Start ROWS
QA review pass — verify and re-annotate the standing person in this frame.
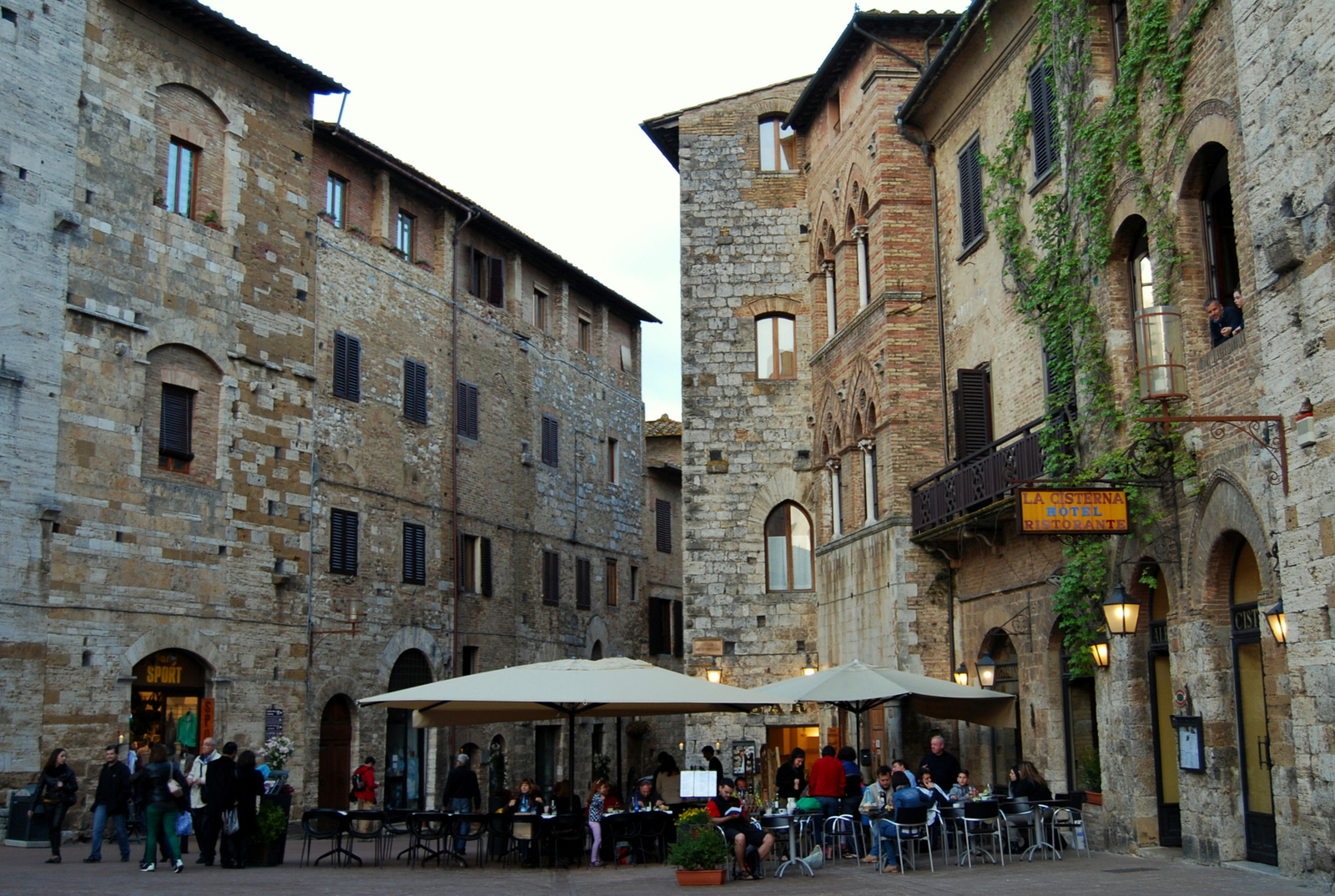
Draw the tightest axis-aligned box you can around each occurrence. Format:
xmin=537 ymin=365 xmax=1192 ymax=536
xmin=352 ymin=756 xmax=380 ymax=809
xmin=185 ymin=737 xmax=223 ymax=865
xmin=229 ymin=751 xmax=264 ymax=868
xmin=139 ymin=744 xmax=189 ymax=874
xmin=28 ymin=747 xmax=78 ymax=865
xmin=919 ymin=734 xmax=960 ymax=784
xmin=589 ymin=778 xmax=612 ymax=868
xmin=774 ymin=747 xmax=806 ymax=808
xmin=84 ymin=744 xmax=129 ymax=861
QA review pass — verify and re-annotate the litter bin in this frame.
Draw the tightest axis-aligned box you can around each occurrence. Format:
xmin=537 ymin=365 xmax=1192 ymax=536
xmin=4 ymin=785 xmax=51 ymax=849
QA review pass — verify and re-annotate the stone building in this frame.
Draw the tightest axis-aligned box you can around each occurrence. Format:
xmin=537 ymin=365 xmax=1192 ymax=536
xmin=0 ymin=0 xmax=672 ymax=828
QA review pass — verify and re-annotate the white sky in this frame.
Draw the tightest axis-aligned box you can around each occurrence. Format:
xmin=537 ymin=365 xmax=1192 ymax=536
xmin=205 ymin=0 xmax=963 ymax=420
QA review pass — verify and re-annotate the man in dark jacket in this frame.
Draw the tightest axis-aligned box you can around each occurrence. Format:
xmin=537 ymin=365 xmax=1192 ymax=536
xmin=84 ymin=744 xmax=129 ymax=861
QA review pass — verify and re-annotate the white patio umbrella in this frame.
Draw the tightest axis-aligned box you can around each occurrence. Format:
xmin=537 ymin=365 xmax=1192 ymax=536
xmin=358 ymin=657 xmax=778 ymax=773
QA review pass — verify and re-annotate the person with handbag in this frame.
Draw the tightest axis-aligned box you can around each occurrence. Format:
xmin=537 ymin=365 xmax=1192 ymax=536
xmin=28 ymin=747 xmax=78 ymax=865
xmin=139 ymin=744 xmax=189 ymax=874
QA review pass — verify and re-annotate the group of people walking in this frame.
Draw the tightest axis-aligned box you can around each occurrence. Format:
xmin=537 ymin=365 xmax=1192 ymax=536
xmin=29 ymin=737 xmax=264 ymax=873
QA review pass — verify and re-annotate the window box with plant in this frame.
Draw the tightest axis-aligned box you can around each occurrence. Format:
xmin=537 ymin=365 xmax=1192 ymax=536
xmin=668 ymin=809 xmax=728 ymax=887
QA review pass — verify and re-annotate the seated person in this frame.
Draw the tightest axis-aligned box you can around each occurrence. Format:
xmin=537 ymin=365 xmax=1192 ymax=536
xmin=1206 ymin=300 xmax=1243 ymax=347
xmin=705 ymin=778 xmax=774 ymax=880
End ROWS
EXERCISE OBJECTIVE:
Reproduce every line of the entries above without any change, leaving out the picture.

WORKED SOLUTION:
QA review pass — verify and re-annotate the standing person in this frame.
Draw the tightest axis-aligned box you can around each occurrence. Format:
xmin=537 ymin=365 xmax=1192 ymax=536
xmin=352 ymin=756 xmax=380 ymax=809
xmin=185 ymin=737 xmax=223 ymax=865
xmin=229 ymin=751 xmax=264 ymax=868
xmin=139 ymin=744 xmax=189 ymax=874
xmin=28 ymin=747 xmax=78 ymax=865
xmin=919 ymin=734 xmax=960 ymax=784
xmin=589 ymin=778 xmax=612 ymax=868
xmin=774 ymin=747 xmax=806 ymax=808
xmin=84 ymin=744 xmax=129 ymax=861
QA review pass — verify and re-annotate the litter bin in this frame.
Draw the tightest axis-aligned box you can around each occurrence. Format:
xmin=537 ymin=365 xmax=1192 ymax=536
xmin=4 ymin=785 xmax=51 ymax=849
QA review pass — verify and re-annotate the stone building in this frame.
Draw the tightest axis-aligned box you can around each occurrence. Format:
xmin=537 ymin=365 xmax=1192 ymax=536
xmin=0 ymin=0 xmax=672 ymax=828
QA review pass — verify and re-annotate the white sky in this frame.
Draw the tightest axis-aligned box you can around each occurrence. Format:
xmin=537 ymin=365 xmax=1192 ymax=536
xmin=205 ymin=0 xmax=963 ymax=420
QA review pass — verify and re-annotate the man in dark jacket in this frame.
Draw the tightest axis-aligned box you can around each occurrence. Format:
xmin=537 ymin=365 xmax=1192 ymax=536
xmin=84 ymin=744 xmax=129 ymax=861
QA review pass — verify and re-annotate the white patio umbrella in this frame.
Draw the tightest axis-aligned box you can around each occurrence. Format:
xmin=537 ymin=365 xmax=1192 ymax=536
xmin=358 ymin=657 xmax=778 ymax=773
QA review pass — verify and re-annotate the person with handbag in this frame.
Draw the tightest axis-aligned box you can around each occurrence. Format:
xmin=537 ymin=365 xmax=1192 ymax=536
xmin=28 ymin=747 xmax=78 ymax=865
xmin=139 ymin=744 xmax=189 ymax=874
QA review pass — verify and re-annotate the group of people walking in this frame.
Draw the tightest axis-aligned box you can around each occurrence. Format:
xmin=537 ymin=365 xmax=1192 ymax=536
xmin=29 ymin=737 xmax=264 ymax=873
QA review pass — verify and re-annotate the window box with plant in this frame.
Draw the tightest axis-aligned box you can around each occurrence. Format:
xmin=537 ymin=365 xmax=1192 ymax=536
xmin=668 ymin=809 xmax=728 ymax=887
QA review pass — verify and re-annotate the seated person in this frame.
Draw the tightest axis-aligned box you can around each occurrence. Format:
xmin=537 ymin=365 xmax=1192 ymax=536
xmin=1206 ymin=300 xmax=1243 ymax=347
xmin=705 ymin=778 xmax=774 ymax=880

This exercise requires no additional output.